● **READING PASSAGE**:
-- Begin --

[GitHub] spark issue #19904: [SPARK-22707][ML] Optimize CrossValidator memory occupat...

WeichenXu123 Thu, 14 Dec 2017 18:53:15 -0800

Github user WeichenXu123 commented on the issue:

    https://github.com/apache/spark/pull/19904
  
    I discussed with @MrBago offline, I make a summary for what I thought now:
    I give 3 approaches which we can compare, after discussion I realized none 
of them is ideal, we have to make a trade-off.
    
    ## Approach 1
    The approach proposed by @MrBago at 
https://github.com/apache/spark/pull/19904#discussion_r156751569
    This approach resolve the model objects referenced issue, allow the model 
objects to be GCed in time. **BUT, in some cases, it still do not resolve the 
O(N) model memory occupation issue**. Let me use an extreme case to describe it:
    suppose we set `parallelism = 1`, and there're 100 paramMaps. So we have 
100 fitting & evaluation tasks. In this approach, because of `parallelism = 1`, 
the code have to wait 100 fitting tasks complete, **(at this time the memory 
occupation by models already reach 100 * sizeof(model) )** and then it will 
unpersist training dataset and then do 100 evaluation tasks.

-- End --

● **COLLECTED DATA**:
-- Begin --

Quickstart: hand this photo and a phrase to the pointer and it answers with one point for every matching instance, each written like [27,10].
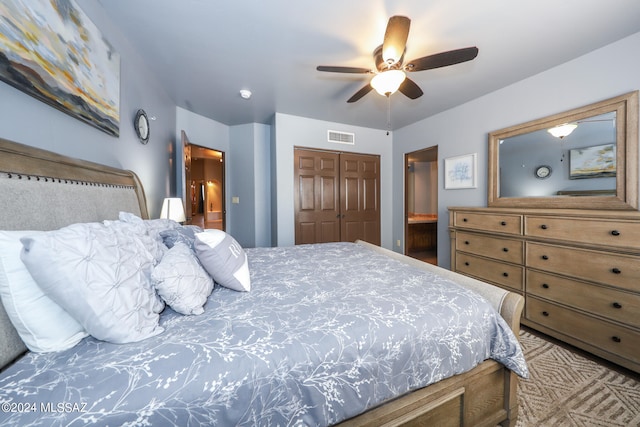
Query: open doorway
[204,187]
[421,205]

-- End --

● **GIVEN EXERCISE 1**:
Please list, in order, the steps the code takes in the extreme case described in the CrossValidator comment.
● **GIVEN EXERCISE 2**:
Extend the CrossValidator comment, picking up right after its last sentence.

● **EXERCISE ANSWER 1**:
1. Wait for the 100 fitting tasks to complete.
2. Unpersist the training dataset.
3. Do the 100 evaluation tasks.

● **EXERCISE ANSWER 2**:
    
    ## Approach 2
    This approach is my current PR code.
    This approach can make sure at any case, the peak memory occupation by 
models to be `O(numParallelism * sizeof(model))`, but, it exists an issue that, 
in some extreme case, the "unpersist training dataset" will be delayed until 
most of the evaluation tasks complete. Suppose the case 
     `parallelism = 1`, and there're 100 fitting & evaluation tasks, each 
fitting&evaluation task have to be executed one by one, so only after the first 
99 fitting&evaluation tasks and the 100th fitting task complete, the "unpersist 
training dataset" will be triggered.
    
    ## Approach 3
    After I compared approach 1 and approach 2, I realized that, in the case 
which parallelism is low but there're many fitting & evaluation tasks, we 
cannot achieve both of the following two goals:
    - Make the peak memory occupation by models to be O(parallelism * 
sizeof(model))
    - unpersist training dataset before most of the evaluation tasks started.
    
    So I vote for a simpler approach, move the unpersist training dataset to 
the end (Does this really matters ?)
    Because the goal 1 is more important, we must make sure the peak memory 
occupation by models to be O(parallelism * sizeof(model)), otherwise it will 
bring high risk of OOM.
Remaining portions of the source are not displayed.